Document excerpt ->
○ ○ ○ ○
Simpler Recycling is the government’s reform that ends the postcode lottery of recycling collections across England. From 2025 onwards, every council and every workplace must collect the same four core dry recyclables – glass, metal, plastic, and paper/card – plus food waste as a fifth separated stream. Garden waste stays optional at the council’s discretion.

The reforms roll out in three phases. Businesses with 10 or more employees had to be compliant by 31 March 2025. Households across all 32 London boroughs came into scope on 31 March 2026. Micro-businesses with fewer than 10 employees, plus kerbside plastic film and carrier bag collections for everyone, complete the rollout on 31 March 2027. Most Londoners feel the change in the form of new caddies for weekly food waste and a more consistent set of recycling rules between boroughs.

For businesses, missing the deadline carries real cost. Where the Environment Agency investigates non-compliance, it now charges £118 per hour of officer time back to the business under cost-recovery rules. Repeat or wilful breaches can lead to compliance notices, fixed penalties, and prosecution under the Environmental Protection Act. Read the full government guidance on the GOV.UK Simpler Recycling workplace recycling page.
○ ○ ○ ○
Excerpts of location labeling data:

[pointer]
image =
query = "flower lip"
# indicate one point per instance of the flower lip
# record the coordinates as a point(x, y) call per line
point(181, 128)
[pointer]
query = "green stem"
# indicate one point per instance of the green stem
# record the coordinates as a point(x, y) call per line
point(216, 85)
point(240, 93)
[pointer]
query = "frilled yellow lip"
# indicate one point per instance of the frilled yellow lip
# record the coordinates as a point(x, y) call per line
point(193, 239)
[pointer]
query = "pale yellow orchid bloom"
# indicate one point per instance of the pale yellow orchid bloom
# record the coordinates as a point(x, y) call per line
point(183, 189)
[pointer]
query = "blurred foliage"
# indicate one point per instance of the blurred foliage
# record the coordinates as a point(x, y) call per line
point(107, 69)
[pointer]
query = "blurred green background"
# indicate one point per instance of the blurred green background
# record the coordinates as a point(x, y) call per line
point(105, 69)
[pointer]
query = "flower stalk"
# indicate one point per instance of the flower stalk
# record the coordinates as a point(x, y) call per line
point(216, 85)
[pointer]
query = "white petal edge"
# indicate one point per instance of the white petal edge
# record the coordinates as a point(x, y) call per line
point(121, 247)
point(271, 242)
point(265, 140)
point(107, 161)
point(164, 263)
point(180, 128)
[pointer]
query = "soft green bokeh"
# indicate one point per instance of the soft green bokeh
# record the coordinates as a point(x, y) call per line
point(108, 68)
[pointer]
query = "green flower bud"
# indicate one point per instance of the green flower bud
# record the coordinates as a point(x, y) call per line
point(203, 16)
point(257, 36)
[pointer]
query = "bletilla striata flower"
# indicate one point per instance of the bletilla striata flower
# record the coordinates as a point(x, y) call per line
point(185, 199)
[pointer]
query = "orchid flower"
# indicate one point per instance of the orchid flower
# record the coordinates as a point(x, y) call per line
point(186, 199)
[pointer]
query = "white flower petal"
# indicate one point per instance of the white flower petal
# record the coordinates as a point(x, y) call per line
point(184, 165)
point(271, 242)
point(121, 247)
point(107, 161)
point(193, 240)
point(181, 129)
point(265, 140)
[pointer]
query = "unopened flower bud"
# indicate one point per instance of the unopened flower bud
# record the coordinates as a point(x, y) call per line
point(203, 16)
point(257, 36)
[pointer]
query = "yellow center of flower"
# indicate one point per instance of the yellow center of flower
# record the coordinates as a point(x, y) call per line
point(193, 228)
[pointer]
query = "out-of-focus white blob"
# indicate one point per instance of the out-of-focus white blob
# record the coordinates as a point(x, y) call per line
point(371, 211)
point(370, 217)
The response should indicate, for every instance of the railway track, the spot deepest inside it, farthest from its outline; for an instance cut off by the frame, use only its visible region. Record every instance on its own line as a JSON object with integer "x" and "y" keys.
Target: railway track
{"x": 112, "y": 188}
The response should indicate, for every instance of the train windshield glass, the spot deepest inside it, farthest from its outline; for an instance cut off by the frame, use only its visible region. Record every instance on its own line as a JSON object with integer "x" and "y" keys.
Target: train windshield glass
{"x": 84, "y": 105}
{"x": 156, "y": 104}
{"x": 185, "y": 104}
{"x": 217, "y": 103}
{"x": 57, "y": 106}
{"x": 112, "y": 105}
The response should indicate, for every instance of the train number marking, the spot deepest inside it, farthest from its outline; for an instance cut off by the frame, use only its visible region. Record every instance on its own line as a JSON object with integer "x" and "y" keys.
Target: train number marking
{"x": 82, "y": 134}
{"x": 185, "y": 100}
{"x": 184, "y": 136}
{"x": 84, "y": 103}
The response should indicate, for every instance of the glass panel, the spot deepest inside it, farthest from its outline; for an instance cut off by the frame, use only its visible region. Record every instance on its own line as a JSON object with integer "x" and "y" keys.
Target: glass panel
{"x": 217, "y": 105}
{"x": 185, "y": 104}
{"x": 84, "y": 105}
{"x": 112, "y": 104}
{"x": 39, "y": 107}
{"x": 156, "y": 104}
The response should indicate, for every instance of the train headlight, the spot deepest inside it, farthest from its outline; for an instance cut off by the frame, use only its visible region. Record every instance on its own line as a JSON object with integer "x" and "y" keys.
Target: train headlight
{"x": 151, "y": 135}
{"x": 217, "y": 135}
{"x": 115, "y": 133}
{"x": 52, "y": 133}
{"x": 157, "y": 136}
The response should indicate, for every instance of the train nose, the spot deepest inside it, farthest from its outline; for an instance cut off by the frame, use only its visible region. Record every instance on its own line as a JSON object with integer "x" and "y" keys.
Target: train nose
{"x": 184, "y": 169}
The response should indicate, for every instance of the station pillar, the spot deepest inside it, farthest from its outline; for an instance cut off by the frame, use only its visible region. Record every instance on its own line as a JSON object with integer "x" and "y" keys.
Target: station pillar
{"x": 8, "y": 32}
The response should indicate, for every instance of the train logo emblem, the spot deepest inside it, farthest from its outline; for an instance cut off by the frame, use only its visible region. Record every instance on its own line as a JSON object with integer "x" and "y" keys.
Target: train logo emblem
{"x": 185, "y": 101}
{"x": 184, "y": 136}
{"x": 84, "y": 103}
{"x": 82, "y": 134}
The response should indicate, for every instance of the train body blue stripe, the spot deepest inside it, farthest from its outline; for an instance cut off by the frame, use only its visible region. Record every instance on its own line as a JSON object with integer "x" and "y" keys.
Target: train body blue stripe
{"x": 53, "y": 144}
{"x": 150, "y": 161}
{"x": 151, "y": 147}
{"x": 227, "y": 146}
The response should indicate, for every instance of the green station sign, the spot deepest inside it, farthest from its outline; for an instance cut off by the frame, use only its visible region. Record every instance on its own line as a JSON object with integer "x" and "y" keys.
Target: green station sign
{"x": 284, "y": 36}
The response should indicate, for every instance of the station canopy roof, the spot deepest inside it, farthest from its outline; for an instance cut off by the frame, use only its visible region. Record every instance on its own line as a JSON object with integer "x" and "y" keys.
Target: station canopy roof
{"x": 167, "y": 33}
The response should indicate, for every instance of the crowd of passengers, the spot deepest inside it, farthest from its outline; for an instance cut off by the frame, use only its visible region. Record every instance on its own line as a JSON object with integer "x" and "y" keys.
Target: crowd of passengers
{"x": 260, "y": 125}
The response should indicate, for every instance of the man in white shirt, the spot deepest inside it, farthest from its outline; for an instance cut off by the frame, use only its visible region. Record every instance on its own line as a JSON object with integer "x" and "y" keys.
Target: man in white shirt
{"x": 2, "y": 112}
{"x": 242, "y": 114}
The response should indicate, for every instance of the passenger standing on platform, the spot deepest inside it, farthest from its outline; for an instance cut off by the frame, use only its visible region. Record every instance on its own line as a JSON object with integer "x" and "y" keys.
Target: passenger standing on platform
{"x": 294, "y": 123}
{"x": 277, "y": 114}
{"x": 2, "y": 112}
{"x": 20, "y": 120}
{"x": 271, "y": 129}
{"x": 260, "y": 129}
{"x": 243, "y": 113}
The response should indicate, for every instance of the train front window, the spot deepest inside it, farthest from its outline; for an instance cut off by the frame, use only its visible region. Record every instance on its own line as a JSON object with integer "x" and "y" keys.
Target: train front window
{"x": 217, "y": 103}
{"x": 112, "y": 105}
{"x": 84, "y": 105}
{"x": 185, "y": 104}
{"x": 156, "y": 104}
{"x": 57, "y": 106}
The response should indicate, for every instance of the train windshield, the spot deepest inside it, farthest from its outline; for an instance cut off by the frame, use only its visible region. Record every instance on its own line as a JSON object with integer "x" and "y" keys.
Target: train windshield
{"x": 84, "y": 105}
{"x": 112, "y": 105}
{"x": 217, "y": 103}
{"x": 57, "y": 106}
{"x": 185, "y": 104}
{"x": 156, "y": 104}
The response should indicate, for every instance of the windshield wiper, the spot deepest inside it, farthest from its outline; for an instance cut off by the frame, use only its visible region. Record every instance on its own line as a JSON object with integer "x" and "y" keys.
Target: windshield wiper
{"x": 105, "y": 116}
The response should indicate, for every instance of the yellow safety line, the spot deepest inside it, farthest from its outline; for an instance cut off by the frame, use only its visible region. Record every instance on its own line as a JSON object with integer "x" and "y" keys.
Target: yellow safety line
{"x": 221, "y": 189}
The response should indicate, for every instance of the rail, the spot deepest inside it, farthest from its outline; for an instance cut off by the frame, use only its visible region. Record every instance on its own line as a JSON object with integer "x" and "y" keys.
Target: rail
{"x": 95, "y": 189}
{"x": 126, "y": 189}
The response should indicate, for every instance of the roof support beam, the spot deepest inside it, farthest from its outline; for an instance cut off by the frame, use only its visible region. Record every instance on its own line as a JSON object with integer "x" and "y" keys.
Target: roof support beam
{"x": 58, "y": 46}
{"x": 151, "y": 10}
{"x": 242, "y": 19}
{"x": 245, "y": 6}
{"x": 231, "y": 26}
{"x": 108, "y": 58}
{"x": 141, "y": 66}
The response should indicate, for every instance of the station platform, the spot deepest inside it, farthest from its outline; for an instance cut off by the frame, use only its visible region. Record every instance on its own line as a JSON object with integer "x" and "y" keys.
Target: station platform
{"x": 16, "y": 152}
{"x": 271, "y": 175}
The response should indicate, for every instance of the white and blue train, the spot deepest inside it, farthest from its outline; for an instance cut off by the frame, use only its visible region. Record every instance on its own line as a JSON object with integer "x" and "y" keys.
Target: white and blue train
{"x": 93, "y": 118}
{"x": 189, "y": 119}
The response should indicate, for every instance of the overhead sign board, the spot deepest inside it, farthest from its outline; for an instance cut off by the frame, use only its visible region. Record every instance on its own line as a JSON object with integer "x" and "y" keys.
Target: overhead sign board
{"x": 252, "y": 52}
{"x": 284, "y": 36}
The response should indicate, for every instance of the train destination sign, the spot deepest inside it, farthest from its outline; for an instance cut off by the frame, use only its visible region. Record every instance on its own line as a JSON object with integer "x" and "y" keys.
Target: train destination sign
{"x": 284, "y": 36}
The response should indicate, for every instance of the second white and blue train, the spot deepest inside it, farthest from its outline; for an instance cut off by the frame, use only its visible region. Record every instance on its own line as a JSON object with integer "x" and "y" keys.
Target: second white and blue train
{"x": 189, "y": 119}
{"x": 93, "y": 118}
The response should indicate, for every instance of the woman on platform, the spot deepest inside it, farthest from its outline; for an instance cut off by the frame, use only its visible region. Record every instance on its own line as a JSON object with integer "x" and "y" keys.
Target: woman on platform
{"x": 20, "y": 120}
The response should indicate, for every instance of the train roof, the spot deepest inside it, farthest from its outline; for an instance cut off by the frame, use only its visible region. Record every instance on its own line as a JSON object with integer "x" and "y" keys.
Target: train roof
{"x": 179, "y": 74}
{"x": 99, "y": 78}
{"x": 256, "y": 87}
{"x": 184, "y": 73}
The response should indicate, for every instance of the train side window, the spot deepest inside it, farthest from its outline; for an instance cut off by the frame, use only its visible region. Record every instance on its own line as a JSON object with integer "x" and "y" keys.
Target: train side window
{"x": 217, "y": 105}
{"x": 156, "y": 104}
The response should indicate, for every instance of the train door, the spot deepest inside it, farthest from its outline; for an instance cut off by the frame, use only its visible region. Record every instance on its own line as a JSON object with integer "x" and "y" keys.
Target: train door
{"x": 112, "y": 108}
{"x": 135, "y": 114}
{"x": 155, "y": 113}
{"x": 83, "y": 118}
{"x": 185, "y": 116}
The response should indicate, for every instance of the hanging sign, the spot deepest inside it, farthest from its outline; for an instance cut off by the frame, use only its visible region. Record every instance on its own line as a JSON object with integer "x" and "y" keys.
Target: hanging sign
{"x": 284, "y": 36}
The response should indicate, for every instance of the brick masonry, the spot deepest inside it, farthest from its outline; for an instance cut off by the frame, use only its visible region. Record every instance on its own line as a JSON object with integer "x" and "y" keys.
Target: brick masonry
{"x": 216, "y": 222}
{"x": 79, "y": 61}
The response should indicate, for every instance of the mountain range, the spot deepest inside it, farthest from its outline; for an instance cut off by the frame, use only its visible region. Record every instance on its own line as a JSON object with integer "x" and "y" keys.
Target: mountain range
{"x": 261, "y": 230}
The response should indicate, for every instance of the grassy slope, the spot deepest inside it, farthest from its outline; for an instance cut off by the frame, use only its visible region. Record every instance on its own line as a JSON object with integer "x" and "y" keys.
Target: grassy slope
○ ○ ○ ○
Tasks to perform ->
- 1) Do these statements agree with the Simpler Recycling text? Answer yes or no for each and quote the words of the text that decide it. (a) Councils must collect garden waste. (b) Businesses with 10 or more employees had to be compliant by 31 March 2025. (c) The Environment Agency charges £118 per hour of officer time when it investigates non-compliance.
- 2) Answer these questions from the Simpler Recycling text:
(a) How many core dry recyclables must every council and workplace collect?
(b) How many London boroughs came into scope on 31 March 2026?
(c) Under which act can repeat or wilful breaches lead to prosecution?
- 3) Retype everything in the Simpler Recycling text from "The reforms roll" down to "rules between boroughs.".

The replies ->
- 1)
(a) No: "Garden waste stays optional at the council’s discretion."
(b) Yes: "Businesses with 10 or more employees had to be compliant by 31 March 2025."
(c) Yes: "it now charges £118 per hour of officer time back to the business"

- 2)
(a) Four
(b) 32
(c) The Environmental Protection Act

- 3)
The reforms roll out in three phases. Businesses with 10 or more employees had to be compliant by 31 March 2025. Households across all 32 London boroughs came into scope on 31 March 2026. Micro-businesses with fewer than 10 employees, plus kerbside plastic film and carrier bag collections for everyone, complete the rollout on 31 March 2027. Most Londoners feel the change in the form of new caddies for weekly food waste and a more consistent set of recycling rules between boroughs.